== TEXT ==

Since March 2005 Grandview Hotel has been controlled by Golden Resorts Group, a gaming and hotel based company operating out of Hong Kong. It is one of two four star hotels they own, the other being Macau island's Casa Real. In my view, Golden Resorts exercised pretty good judgement when acquiring both of these properties. In terms of older four star casino hotels in Macau, Grandview and Casa Real certainly rank as two of the best kept.
Grandview's casino is also known as the "Jockey club" casino, given its close proximity to Macau's horsetrack. Run by SJM, it's only one of two casinos the massive conglomerate has on Taipa Island, the other being Greek Mythology. SJM is also conspiciously absent from the Cotai Strip, having failed to acquire any land down there whatsoever upon which to build. There's still hope however, as a couple of plots are still up for grabs.
It's easy to pinpoint Grandview Hotel's location seeing as it's right across the street from the Macau Jockey Club. Another well known landmark, the statue of the Four Faced Buddha, is just outside the hotel doors.
If you ever want to get there by cab, just say the Chinese for horsetrack, "sigh mah chong." Say "chong" like it rhymes with "long". Believe me, you'll get a lot further saying that than saying 142 Estrada Governador Albano de Oliveira, (no matter if you use English, Chinese, or Portuguese.)
Grandview takes the honors of being Taipa island's smallest casino in terms of table numbers, offering only 19 in all. All the tables are found on the ground floor while slots are located on floor 1. As expected, the vast majority of tables are Baccarat while Sic Bo ($50) and Blackjack ($100) make appearances as well. With Baccarat minimums of $50 to $300, they tie for the lowest on Taipa island.

===
== INFORMATION GIVEN ==

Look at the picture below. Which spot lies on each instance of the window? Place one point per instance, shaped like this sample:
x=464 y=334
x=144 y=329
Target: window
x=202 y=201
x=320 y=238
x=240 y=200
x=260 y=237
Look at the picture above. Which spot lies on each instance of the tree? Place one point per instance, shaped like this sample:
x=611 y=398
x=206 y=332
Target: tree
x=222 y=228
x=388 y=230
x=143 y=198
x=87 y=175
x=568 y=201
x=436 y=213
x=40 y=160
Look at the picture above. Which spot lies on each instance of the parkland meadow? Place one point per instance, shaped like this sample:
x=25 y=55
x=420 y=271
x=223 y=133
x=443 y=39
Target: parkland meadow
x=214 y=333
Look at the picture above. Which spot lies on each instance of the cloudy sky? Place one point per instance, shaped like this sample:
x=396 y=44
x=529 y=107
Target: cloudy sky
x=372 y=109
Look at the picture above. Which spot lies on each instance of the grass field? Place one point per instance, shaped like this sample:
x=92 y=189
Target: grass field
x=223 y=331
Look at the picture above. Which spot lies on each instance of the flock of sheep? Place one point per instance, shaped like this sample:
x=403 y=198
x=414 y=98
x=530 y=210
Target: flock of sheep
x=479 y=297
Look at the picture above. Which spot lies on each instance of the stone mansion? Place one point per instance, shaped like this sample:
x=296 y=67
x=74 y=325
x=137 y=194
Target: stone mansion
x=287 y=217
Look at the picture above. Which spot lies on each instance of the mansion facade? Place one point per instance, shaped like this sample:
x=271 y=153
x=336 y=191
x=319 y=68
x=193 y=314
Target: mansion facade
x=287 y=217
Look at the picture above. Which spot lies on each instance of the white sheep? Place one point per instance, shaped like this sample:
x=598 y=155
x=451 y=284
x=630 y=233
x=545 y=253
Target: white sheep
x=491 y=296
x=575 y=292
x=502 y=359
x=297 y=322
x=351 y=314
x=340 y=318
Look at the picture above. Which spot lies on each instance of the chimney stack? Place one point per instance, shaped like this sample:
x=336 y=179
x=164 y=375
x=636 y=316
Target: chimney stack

===

EXERCISE TASK 1: In the text about Grandview Hotel, how many tables does its casino offer in total?
EXERCISE TASK 2: Scale the rows between the line holding "of the cloudy" and the line holding "x=223 y=331", inclusive, and output only those lines, requests included. Multiply each answer coordinate by 1.9 and round to whole numbers with halves rounded up, leaving the requests and their sample coordinates unchanged.

WORKED SOLUTION 1: 19 tables

WORKED SOLUTION 2:
Look at the picture above. Which spot lies on each instance of the cloudy sky? Place one point per instance, shaped like this sample:
x=396 y=44
x=529 y=107
Target: cloudy sky
x=707 y=207
Look at the picture above. Which spot lies on each instance of the grass field? Place one point per instance, shaped like this sample:
x=92 y=189
Target: grass field
x=424 y=629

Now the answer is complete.